- [What you need to do]:
Count the lines in the data below that contain the word "black", and give only the number.
»»
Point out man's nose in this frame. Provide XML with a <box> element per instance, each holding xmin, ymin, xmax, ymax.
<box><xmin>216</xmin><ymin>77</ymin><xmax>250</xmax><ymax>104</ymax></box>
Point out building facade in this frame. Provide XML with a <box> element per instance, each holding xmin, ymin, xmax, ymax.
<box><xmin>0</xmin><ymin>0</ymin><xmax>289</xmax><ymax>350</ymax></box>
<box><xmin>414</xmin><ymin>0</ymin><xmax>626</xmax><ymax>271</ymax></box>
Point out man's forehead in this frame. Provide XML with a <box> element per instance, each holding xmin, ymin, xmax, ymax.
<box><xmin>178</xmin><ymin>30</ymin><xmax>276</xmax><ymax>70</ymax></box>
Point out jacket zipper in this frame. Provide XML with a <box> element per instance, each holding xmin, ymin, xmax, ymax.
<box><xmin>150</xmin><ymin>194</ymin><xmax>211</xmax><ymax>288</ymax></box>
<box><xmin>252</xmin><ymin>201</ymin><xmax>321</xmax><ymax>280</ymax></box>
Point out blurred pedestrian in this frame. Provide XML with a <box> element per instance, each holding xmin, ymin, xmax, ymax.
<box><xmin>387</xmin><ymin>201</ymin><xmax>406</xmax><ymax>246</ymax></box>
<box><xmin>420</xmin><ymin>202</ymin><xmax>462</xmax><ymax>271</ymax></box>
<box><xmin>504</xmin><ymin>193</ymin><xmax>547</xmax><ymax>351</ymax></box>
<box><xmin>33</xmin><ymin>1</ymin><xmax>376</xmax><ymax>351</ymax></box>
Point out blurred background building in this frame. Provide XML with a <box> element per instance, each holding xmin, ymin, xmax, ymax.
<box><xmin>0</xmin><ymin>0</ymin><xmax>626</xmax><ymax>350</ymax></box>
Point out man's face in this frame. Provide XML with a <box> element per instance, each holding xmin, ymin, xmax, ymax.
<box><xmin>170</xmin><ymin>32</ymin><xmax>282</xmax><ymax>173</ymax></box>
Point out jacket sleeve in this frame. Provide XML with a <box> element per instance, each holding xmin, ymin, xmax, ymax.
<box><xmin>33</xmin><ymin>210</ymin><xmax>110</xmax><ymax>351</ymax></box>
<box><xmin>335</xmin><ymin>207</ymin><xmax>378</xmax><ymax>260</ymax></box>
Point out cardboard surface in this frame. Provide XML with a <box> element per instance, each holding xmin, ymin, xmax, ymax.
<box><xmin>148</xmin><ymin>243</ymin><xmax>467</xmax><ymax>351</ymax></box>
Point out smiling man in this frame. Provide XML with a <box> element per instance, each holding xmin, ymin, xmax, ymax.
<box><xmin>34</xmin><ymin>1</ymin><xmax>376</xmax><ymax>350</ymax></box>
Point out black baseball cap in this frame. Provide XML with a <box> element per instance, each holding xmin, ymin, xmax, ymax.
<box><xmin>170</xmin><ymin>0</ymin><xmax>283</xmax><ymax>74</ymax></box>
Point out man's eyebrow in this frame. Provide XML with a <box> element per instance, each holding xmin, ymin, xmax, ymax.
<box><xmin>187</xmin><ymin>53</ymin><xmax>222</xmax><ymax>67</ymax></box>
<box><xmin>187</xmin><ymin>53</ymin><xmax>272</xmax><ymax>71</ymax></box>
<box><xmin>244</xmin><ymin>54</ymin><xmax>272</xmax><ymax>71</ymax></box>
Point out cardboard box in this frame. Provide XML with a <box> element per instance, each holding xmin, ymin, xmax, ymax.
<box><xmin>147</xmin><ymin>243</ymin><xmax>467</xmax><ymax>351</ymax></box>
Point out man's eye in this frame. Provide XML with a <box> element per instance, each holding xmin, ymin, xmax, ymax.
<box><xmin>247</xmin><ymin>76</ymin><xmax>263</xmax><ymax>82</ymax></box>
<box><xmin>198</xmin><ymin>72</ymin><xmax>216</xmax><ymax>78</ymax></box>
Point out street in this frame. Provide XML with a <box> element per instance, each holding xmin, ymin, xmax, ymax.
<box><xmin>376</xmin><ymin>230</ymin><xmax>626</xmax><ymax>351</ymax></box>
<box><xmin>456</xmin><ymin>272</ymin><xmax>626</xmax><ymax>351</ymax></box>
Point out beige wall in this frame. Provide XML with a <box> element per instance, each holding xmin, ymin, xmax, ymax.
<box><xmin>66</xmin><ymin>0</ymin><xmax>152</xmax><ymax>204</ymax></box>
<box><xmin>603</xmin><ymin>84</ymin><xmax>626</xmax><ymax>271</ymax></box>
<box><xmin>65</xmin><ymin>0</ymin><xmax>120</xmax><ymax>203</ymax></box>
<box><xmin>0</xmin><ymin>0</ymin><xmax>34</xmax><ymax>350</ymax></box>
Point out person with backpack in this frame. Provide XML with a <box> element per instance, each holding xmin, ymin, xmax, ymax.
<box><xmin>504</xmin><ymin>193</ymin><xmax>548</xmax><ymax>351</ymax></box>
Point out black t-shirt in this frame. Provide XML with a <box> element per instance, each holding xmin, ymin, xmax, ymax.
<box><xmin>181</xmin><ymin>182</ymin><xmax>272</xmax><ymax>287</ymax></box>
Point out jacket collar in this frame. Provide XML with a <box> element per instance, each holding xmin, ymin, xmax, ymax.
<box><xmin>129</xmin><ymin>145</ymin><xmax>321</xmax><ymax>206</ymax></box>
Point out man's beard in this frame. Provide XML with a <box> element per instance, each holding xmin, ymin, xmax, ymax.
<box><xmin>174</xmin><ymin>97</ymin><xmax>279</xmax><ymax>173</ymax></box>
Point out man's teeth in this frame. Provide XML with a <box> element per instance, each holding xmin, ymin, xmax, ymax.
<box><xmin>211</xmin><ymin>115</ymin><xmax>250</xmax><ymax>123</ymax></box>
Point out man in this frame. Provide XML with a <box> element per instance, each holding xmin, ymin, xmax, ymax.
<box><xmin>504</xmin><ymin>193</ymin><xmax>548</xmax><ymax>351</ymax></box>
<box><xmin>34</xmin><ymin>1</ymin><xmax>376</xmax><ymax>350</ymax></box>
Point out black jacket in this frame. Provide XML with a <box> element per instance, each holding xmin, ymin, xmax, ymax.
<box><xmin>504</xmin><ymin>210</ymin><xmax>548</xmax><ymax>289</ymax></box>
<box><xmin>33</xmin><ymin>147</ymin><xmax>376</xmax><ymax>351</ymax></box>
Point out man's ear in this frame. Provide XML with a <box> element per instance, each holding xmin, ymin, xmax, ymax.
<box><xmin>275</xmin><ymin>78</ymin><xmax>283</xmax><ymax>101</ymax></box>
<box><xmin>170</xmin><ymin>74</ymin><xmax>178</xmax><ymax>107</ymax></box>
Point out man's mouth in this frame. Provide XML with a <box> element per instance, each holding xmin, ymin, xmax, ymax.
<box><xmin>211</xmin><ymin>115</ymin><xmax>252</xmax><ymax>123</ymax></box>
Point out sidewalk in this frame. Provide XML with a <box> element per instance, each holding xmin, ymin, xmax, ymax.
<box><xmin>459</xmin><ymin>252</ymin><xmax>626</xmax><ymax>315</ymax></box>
««
- [Answer to this task]:
3